**Task prompt**
Output the rows below word for word, beginning at the line that contains "Target: tree trunk" and stopping after the line that contains "Target: textured stucco wall".

**Listed records**
━━━━━━━━━━━━━━━━━━━━━━━━━━━━━━

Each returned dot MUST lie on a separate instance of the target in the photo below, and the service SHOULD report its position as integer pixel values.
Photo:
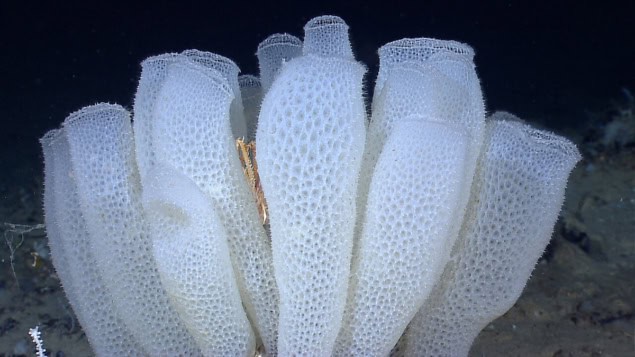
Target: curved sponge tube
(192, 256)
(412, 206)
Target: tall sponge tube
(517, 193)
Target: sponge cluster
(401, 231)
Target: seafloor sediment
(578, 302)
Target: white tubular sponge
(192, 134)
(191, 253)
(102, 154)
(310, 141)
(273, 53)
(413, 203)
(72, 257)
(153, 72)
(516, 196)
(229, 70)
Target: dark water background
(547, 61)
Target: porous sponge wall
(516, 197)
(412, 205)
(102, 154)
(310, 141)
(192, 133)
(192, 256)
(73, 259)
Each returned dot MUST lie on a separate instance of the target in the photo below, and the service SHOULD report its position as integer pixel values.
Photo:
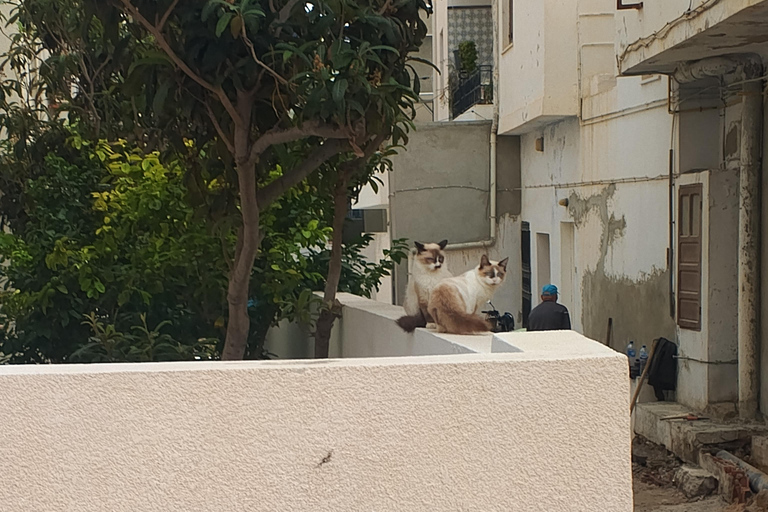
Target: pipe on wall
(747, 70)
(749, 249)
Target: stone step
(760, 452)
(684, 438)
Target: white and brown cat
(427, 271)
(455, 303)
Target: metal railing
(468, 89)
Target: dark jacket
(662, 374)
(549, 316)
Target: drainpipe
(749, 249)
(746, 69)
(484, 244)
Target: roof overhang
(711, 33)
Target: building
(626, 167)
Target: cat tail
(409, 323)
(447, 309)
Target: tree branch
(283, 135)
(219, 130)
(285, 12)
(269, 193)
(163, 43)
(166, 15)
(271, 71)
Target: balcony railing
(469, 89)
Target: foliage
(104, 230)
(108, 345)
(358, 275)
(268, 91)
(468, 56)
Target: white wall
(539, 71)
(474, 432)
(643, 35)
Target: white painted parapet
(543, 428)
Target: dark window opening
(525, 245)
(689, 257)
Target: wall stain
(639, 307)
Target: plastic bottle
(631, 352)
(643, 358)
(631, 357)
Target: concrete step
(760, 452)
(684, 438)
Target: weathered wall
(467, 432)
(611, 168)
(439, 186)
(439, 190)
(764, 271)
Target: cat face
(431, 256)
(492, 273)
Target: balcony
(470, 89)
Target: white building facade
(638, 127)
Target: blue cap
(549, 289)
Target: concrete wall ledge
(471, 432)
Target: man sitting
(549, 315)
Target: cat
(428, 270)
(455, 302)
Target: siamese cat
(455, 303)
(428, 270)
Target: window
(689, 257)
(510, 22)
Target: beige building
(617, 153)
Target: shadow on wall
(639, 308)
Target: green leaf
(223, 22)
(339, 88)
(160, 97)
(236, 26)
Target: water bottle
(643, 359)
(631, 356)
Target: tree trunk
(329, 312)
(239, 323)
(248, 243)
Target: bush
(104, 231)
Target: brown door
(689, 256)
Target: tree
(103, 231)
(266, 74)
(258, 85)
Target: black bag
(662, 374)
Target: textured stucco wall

━━━━━━━━━━━━━━━━━━━━━━━━━━━━━━

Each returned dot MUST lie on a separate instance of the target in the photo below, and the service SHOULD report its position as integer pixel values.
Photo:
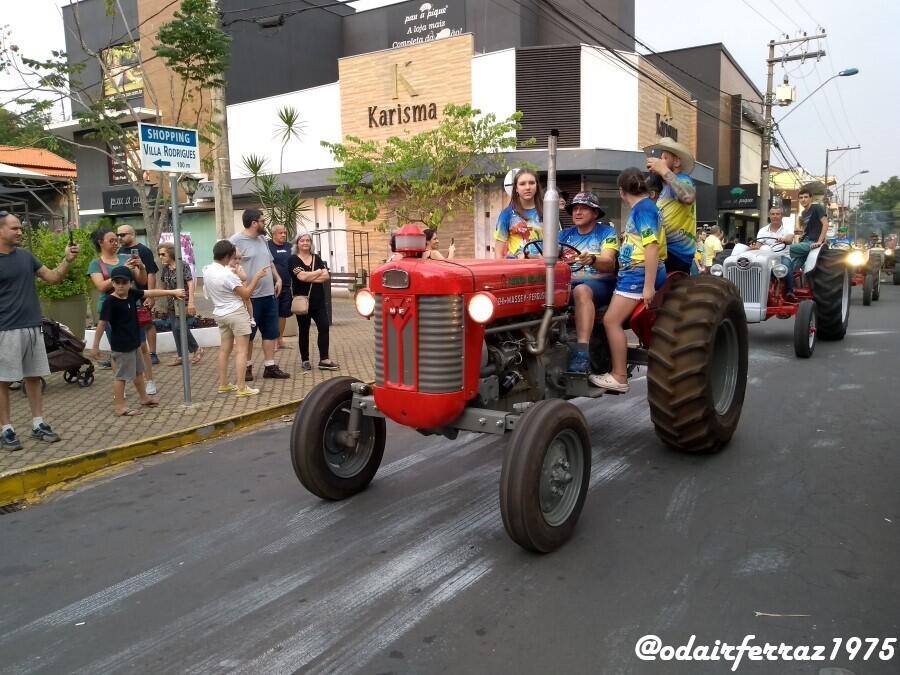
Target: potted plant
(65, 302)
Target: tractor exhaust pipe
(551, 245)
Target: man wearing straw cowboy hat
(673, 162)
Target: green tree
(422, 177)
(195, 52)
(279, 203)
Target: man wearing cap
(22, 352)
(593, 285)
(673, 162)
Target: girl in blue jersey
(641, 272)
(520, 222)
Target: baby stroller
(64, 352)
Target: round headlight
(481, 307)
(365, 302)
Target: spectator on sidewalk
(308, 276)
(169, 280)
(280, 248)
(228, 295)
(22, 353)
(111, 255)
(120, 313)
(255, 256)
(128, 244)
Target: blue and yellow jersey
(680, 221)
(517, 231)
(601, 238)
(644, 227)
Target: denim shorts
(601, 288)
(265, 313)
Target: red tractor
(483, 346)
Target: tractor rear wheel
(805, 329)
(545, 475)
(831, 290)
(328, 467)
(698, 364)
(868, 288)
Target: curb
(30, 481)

━━━━━━━━━━━━━━━━━━━━━━━━━━━━━━

**Complete answer**
Target: tree trunk
(329, 312)
(239, 323)
(248, 243)
Target: bush
(104, 231)
Target: brown door
(689, 256)
Target: tree
(103, 231)
(266, 74)
(258, 85)
Target: black bag
(662, 374)
Target: textured stucco wall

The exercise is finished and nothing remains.